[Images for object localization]
[Start of Attachment]

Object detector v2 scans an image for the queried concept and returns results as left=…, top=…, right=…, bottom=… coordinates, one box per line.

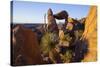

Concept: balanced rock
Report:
left=53, top=10, right=68, bottom=27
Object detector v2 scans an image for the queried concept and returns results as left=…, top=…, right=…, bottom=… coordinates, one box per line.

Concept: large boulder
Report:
left=53, top=10, right=68, bottom=28
left=81, top=6, right=97, bottom=62
left=11, top=25, right=44, bottom=66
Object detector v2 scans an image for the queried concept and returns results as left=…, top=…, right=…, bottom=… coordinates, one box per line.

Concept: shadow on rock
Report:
left=70, top=39, right=88, bottom=62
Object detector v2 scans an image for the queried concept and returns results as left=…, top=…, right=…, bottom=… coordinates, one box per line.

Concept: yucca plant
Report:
left=60, top=50, right=73, bottom=63
left=40, top=32, right=58, bottom=55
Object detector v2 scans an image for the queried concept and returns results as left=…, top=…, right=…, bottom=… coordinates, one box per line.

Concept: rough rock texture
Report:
left=82, top=6, right=97, bottom=62
left=12, top=25, right=44, bottom=65
left=47, top=8, right=59, bottom=33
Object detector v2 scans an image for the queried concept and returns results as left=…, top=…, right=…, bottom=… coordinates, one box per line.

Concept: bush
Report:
left=40, top=32, right=58, bottom=55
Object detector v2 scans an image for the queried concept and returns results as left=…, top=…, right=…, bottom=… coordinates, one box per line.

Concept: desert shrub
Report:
left=40, top=32, right=59, bottom=55
left=60, top=50, right=73, bottom=63
left=64, top=33, right=72, bottom=42
left=58, top=32, right=73, bottom=63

[End of Attachment]

Your goal: Bring together each line above where the string "rock" turns up.

Your response:
Concept: balanced rock
Concept: shadow on rock
Concept: rough rock texture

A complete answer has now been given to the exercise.